*Action item:* List every line below containing "instance".

Stored data

====================

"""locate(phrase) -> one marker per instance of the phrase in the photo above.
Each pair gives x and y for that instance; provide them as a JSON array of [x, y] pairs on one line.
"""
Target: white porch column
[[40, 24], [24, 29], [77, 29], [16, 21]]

====================

*Answer space:*
"""locate(phrase) -> one marker per instance of the phrase in the photo above.
Each pair gives x and y for that instance; provide them as a JSON array of [x, y] pairs on one line.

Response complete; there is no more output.